▶ WHAT THE TASK REQUIRES: Once you reach the line containing "Target: person walking" in the entries below, write out that line and each one after it down to the line containing "x=461, y=332", exactly and with nothing added.

[Dataset entries]

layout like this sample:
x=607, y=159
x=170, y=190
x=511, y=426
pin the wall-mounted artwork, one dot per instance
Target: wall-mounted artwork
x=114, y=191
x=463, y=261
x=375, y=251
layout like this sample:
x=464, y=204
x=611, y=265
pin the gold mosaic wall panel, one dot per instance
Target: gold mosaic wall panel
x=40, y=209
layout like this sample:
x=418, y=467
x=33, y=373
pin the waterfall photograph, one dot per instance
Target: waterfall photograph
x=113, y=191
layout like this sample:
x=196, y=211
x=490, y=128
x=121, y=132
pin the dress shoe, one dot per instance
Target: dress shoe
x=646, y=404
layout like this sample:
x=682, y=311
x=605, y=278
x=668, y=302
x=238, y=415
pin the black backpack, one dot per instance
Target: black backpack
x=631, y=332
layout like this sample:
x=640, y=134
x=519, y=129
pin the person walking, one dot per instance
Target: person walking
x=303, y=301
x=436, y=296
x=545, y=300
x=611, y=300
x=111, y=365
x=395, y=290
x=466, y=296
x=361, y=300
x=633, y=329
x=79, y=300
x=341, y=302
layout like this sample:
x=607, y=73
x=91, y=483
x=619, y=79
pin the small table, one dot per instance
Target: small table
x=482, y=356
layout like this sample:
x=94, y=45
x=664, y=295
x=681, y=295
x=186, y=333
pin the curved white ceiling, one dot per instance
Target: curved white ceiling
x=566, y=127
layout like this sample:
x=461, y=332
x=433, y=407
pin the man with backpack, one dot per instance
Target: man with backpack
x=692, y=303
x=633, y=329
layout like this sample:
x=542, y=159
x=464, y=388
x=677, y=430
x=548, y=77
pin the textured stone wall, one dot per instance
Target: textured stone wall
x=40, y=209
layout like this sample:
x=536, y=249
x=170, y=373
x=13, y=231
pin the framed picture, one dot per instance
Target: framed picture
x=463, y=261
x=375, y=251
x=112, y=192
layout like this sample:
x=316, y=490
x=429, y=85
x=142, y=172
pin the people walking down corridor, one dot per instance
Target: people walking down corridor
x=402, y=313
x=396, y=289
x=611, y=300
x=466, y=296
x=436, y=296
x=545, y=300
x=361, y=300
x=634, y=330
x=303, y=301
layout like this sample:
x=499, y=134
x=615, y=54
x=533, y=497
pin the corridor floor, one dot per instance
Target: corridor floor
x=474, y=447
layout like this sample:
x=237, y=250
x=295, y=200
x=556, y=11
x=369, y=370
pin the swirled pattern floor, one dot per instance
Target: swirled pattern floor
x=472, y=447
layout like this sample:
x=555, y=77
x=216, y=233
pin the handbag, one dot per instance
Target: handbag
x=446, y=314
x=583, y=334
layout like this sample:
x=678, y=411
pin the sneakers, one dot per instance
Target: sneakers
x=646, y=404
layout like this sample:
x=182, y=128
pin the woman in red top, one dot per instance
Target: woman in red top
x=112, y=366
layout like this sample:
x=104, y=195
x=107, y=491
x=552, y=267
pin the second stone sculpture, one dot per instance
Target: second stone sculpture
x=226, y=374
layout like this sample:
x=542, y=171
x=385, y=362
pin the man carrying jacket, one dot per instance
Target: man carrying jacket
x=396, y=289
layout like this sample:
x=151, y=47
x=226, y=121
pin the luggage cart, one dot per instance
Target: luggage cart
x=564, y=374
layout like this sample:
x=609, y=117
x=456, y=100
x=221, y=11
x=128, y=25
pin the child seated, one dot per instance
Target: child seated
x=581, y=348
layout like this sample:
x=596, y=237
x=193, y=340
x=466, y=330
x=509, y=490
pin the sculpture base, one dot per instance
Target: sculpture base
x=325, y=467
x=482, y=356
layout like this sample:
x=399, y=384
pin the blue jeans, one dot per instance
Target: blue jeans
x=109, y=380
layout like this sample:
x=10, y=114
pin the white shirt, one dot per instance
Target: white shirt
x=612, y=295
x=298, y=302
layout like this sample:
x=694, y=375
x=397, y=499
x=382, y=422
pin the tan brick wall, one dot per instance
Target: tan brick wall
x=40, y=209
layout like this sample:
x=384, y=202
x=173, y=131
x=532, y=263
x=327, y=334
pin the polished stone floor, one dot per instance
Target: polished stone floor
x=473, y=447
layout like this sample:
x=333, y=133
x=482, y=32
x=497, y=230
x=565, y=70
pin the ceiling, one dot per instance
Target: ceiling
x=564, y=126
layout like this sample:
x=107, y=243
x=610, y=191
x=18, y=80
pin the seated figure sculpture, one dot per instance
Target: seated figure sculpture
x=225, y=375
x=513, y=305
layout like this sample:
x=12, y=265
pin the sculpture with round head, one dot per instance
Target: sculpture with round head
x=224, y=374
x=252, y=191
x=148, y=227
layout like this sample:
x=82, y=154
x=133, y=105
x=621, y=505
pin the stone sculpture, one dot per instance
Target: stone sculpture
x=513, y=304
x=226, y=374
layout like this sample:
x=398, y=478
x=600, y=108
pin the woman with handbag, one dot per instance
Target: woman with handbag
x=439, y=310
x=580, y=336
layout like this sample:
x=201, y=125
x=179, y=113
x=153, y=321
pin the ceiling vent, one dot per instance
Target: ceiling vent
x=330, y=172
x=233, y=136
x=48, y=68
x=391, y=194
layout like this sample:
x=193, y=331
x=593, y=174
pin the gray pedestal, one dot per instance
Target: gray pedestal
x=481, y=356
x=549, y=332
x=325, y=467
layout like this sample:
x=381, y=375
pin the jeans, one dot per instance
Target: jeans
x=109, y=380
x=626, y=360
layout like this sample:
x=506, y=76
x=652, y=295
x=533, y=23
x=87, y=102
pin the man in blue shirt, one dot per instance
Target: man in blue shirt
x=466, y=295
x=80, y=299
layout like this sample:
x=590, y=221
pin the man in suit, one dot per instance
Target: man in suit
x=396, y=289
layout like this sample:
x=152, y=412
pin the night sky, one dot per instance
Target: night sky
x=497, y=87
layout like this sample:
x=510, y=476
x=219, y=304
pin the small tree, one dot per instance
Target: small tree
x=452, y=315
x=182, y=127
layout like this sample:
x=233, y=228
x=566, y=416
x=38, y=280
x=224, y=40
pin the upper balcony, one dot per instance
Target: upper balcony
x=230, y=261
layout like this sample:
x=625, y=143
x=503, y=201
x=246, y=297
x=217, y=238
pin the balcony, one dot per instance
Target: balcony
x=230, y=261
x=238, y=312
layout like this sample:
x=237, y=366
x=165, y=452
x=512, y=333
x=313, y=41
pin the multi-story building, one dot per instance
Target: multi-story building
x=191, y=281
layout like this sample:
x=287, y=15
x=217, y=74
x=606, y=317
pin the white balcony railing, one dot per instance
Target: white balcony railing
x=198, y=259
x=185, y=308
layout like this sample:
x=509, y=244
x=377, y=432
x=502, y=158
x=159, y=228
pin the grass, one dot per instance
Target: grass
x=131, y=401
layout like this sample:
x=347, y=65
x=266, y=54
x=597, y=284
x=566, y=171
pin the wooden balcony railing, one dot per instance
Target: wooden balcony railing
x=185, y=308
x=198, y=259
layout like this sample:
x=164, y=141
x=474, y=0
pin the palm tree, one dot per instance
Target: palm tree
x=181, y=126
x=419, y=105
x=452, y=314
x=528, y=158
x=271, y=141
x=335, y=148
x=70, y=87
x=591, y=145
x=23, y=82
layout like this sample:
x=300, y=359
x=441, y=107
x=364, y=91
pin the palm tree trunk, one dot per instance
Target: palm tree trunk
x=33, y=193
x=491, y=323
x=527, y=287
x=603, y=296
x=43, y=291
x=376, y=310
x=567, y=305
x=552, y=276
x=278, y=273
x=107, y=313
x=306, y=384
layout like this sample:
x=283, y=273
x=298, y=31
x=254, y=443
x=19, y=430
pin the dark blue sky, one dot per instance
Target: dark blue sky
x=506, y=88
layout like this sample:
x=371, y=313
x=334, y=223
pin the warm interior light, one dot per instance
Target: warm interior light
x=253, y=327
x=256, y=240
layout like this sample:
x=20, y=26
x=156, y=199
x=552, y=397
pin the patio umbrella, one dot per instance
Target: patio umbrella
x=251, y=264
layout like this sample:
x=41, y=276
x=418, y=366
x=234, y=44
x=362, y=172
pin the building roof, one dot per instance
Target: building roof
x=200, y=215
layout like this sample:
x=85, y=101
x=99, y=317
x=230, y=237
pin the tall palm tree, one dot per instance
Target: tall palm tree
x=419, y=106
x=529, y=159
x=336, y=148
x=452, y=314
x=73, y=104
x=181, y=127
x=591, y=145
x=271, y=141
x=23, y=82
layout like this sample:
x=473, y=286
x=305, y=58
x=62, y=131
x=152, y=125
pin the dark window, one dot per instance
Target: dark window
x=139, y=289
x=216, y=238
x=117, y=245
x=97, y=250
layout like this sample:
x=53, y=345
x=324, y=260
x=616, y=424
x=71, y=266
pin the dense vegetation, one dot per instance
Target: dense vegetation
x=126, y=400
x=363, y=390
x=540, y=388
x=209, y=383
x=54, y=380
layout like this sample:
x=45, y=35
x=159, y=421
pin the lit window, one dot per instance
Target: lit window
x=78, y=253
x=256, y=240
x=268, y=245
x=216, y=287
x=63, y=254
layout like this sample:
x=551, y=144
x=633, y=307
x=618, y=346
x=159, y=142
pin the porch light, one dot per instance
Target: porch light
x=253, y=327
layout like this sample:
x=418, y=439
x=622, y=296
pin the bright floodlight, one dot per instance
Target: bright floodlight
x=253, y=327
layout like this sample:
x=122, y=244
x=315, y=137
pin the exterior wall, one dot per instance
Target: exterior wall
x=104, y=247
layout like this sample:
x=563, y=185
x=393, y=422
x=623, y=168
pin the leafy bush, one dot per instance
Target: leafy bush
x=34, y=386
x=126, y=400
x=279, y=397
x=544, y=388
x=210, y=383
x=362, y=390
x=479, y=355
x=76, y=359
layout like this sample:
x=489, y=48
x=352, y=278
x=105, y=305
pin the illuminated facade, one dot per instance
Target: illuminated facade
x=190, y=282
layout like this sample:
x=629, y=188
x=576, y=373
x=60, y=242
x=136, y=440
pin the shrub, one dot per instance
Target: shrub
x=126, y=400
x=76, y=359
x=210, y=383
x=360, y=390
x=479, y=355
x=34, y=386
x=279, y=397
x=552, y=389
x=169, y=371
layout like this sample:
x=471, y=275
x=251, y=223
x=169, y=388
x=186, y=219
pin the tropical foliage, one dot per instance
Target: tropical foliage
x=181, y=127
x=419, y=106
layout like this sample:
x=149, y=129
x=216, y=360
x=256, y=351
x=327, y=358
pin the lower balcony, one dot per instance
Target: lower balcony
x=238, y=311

▶ FINISHED TASK:
Target: person walking
x=303, y=301
x=436, y=296
x=545, y=300
x=611, y=300
x=111, y=365
x=395, y=290
x=466, y=296
x=361, y=300
x=633, y=329
x=79, y=300
x=341, y=302
layout like this sample:
x=607, y=73
x=91, y=483
x=619, y=79
pin the small table, one dot per instance
Target: small table
x=482, y=356
layout like this sample:
x=94, y=45
x=664, y=295
x=681, y=295
x=186, y=333
pin the curved white ceiling, one dot per instance
Target: curved white ceiling
x=566, y=127
layout like this sample:
x=461, y=332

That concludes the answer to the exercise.